§ Work instruction: Using the court decision summary below, decide whether each statement agrees with it, answering yes or no and quoting the words of the summary that settle it. 1. The Federal Circuit reversed the rejection of claims 1-7 of U.S. Patent No. 6,284,471. 2. Janssen's application received a 5-way restriction requirement. 3. Group IV of the restriction was drawn to antibodies.

§ Page excerpt:
»»

In In re: Janssen Biotech, Inc., [2017-1257] (January 23, 2018), the Federal Circuit affirmed the rejection during reexamination of claims 1-7 of U.S. Patent No. 6,284,471 for obviousness-type double patenting.
The doctrine of obviousness-type double patenting is intended to prevent the extension of the term of a patent by prohibiting the issuance of the claims of a second patent that are not patentably distinct from the claims of the first patent. Janssen argued that obviousness-type double patenting is not applicable because the safe-harbor provision of 35 U.S.C. § 121 protects the ’471 patent claims, so double-patenting turned on whether §121 applied, which in turn depended upon an interpretation of the prosecution history of the ’471 patent and that patent’s relationship to application to its parent application.
In that prosecution history, Janssen filed an application and received a 5-way restriction requirement with Group I drawn to antibodies, pharmaceutical compositions, and assay methods, and Group IV drawn to methods for treating an animal. Rather responding to the restriction, Janssen expressly abandoned that application and filed two continuation-in-part application, one of which resulted in the patent under reexamination.
During reexamination, the Board found no reason to permit Janssen by amendment, to acquire the benefit of the safe harbor when Janssen voluntarily and deliberately filed a continuation-in-part application with claims directed to subject matter absent from the parent application and outside the scope of its restriction. Applying the one-way test for double patenting because it found that there were at least four instances where Janssen’s actions constituted deliberate and unnecessary actions that lengthened the prosecution time of the application.

««

§ Exercise data:
»»

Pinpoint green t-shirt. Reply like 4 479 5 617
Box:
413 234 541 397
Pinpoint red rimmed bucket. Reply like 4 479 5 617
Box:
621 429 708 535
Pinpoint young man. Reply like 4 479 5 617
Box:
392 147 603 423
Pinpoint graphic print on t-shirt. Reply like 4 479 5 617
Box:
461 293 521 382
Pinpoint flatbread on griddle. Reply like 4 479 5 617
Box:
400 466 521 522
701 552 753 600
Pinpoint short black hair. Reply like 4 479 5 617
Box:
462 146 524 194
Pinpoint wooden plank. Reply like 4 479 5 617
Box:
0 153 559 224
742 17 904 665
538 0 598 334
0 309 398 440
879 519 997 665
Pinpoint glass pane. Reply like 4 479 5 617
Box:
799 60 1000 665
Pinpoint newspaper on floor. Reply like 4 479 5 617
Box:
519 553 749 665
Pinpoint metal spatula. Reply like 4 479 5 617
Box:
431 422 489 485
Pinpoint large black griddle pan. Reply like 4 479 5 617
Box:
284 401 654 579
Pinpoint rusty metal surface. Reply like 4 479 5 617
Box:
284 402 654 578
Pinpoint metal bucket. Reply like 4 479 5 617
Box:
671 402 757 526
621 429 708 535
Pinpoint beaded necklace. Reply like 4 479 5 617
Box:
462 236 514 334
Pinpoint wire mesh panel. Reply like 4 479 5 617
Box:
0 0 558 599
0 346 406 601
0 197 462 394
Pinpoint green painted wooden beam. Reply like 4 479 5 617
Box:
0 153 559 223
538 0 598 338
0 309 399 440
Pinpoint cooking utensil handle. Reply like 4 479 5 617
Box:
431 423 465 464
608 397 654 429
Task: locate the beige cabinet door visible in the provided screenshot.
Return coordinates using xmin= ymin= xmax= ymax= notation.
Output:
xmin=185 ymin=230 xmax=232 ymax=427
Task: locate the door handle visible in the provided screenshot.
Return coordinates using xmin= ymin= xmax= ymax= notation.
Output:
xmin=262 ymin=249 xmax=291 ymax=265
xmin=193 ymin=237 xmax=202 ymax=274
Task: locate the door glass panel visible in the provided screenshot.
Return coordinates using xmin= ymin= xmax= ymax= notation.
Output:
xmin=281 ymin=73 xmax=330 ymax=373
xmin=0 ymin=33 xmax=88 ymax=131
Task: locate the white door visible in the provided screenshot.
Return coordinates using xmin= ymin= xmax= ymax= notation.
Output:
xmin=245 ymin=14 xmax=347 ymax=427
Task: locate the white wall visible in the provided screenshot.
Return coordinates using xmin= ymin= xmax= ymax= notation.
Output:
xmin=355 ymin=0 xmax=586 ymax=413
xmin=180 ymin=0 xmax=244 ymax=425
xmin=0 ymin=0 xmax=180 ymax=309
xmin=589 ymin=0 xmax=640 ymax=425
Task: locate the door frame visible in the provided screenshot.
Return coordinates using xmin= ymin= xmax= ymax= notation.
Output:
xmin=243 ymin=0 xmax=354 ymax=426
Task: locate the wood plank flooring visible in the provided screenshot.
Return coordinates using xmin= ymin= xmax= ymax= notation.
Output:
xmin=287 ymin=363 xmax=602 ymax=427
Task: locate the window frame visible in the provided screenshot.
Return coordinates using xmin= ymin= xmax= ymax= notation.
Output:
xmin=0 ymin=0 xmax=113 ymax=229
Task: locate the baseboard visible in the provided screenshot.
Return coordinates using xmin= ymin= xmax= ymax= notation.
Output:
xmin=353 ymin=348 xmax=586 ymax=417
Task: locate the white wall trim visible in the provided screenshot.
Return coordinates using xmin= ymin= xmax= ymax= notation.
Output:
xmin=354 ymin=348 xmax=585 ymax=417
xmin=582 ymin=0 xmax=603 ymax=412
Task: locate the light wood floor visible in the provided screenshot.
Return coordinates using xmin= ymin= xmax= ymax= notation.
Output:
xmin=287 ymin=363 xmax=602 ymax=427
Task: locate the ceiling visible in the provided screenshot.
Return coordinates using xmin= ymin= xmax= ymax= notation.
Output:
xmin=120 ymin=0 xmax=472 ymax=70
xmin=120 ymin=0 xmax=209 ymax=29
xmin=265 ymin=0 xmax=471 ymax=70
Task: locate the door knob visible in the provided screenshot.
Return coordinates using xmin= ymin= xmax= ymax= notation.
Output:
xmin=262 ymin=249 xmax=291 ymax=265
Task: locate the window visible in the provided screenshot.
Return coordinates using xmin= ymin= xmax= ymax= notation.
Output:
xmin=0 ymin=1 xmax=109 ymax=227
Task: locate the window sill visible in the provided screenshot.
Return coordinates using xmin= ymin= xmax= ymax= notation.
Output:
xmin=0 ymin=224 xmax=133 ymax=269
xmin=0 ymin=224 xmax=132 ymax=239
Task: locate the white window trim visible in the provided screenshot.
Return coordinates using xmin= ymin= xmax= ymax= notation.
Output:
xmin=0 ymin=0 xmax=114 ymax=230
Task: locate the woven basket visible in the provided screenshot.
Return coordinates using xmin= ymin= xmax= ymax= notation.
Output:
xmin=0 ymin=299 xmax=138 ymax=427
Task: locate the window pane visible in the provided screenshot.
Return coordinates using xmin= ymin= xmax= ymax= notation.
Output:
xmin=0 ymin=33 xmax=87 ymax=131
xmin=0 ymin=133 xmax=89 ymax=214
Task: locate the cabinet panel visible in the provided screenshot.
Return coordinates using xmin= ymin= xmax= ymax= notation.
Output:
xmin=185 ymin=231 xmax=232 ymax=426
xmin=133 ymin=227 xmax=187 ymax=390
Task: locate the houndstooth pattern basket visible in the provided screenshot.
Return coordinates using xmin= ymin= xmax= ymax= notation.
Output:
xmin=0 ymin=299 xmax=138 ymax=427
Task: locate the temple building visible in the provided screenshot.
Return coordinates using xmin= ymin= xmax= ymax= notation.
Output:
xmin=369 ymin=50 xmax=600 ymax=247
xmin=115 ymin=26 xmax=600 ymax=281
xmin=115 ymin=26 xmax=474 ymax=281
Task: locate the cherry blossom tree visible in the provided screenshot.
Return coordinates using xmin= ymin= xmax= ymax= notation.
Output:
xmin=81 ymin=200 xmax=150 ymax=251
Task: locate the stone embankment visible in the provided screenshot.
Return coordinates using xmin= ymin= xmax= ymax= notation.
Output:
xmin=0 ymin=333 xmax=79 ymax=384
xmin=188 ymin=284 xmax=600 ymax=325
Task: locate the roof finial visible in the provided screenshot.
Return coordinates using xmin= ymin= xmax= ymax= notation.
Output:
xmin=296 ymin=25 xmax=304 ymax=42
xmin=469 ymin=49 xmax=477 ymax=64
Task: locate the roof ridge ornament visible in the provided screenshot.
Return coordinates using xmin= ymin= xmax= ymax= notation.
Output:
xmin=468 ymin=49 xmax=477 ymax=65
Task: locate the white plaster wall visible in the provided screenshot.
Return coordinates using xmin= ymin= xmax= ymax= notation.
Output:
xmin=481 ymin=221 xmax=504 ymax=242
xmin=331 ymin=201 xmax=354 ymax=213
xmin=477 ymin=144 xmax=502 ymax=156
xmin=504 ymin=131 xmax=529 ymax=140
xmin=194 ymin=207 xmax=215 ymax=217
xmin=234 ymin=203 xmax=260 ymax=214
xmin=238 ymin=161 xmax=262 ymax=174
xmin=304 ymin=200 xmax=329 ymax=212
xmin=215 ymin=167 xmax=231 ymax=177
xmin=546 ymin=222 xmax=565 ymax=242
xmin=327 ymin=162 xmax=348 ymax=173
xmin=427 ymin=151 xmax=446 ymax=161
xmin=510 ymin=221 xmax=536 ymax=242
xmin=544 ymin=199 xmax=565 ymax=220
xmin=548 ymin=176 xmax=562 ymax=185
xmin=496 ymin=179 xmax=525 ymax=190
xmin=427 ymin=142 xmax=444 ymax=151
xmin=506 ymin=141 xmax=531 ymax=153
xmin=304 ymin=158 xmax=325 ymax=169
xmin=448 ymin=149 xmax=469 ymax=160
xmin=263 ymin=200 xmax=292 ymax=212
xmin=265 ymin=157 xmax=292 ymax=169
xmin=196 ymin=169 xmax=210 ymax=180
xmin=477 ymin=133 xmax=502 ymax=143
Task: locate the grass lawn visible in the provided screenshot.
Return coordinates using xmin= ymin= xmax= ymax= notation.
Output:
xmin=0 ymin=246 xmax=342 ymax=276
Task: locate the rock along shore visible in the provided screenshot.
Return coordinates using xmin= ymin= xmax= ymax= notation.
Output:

««

§ Answer area:
1. No: "the Federal Circuit affirmed the rejection during reexamination of claims 1-7 of U.S. Patent No. 6,284,471"
2. Yes: "received a 5-way restriction requirement"
3. No: "Group IV drawn to methods for treating an animal"